Recorded data
==*==
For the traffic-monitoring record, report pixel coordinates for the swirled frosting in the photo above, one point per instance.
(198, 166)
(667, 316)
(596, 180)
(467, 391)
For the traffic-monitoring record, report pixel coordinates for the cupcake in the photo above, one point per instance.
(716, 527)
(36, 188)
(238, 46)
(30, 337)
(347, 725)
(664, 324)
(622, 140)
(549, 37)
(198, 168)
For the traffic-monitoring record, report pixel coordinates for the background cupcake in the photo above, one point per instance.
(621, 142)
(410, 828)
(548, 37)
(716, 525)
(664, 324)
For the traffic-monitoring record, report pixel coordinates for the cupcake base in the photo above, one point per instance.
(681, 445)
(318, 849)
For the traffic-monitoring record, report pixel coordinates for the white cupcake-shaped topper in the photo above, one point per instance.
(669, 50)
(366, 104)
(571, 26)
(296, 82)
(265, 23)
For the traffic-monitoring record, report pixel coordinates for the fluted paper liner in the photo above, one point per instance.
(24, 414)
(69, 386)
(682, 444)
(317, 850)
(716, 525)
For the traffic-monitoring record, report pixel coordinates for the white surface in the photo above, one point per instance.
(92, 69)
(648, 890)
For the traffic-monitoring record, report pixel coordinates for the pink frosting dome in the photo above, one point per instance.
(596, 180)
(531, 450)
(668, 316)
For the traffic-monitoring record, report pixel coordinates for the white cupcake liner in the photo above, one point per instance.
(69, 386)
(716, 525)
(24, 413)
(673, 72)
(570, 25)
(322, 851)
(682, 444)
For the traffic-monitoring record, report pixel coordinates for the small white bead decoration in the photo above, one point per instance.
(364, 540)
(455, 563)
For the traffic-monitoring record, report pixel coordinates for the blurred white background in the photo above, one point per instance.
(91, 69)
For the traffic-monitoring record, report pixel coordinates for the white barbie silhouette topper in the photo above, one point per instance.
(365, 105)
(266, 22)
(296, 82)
==*==
Exercise: The answer must restate each entry word for word.

The completed task:
For the traffic-monitoring record, report pixel coordinates for the swirled frosting in the photo above, one point per instance.
(198, 166)
(667, 316)
(596, 180)
(467, 391)
For the traffic-monitoring record, report pixel coordinates for the cupcake in the photo above, one point per instance.
(716, 527)
(36, 188)
(238, 46)
(30, 337)
(347, 725)
(664, 324)
(622, 140)
(549, 37)
(198, 168)
For the traffic-monitoring record, report pixel coordinates for the background cupcake in the photo above, one point per instance.
(621, 142)
(410, 828)
(548, 37)
(716, 525)
(664, 324)
For the traffic-monitoring record, report pixel coordinates for the cupcake base in the photo above, one point per instance.
(681, 445)
(318, 849)
For the traffic-monitoring record, report pixel coordinates for the white cupcake-shaped topper in the photo above, one point per instance.
(669, 50)
(366, 104)
(571, 26)
(296, 82)
(265, 23)
For the traffic-monitoring record, report pixel coordinates for the fluted paper liner in the photo above, one point per instance.
(24, 414)
(69, 386)
(682, 444)
(317, 850)
(716, 525)
For the traffic-monitoring record, report pixel coordinates for the white surface in the photo above, one point per instance.
(92, 69)
(648, 890)
For the traffic-monitoring record, report pixel coordinates for the pink frosting dome in the photo above, one point per instance.
(596, 180)
(531, 450)
(668, 316)
For the traffic-monitoring record, report pixel coordinates for the white cupcake liner in the photo above, one point per instance.
(69, 386)
(716, 525)
(24, 413)
(673, 72)
(570, 25)
(322, 851)
(682, 444)
For the traffic-monitoring record, report pixel coordinates for the small white bead decoration in the photo above, one point per instance.
(364, 540)
(455, 563)
For the traffic-monitoring record, report pixel coordinates for the blurred white background in the photo above, one point per instance.
(91, 69)
For the traffic-monitoring record, report pixel coordinates for the white barbie silhouette topper in the photo above, one point per instance.
(365, 105)
(266, 22)
(296, 82)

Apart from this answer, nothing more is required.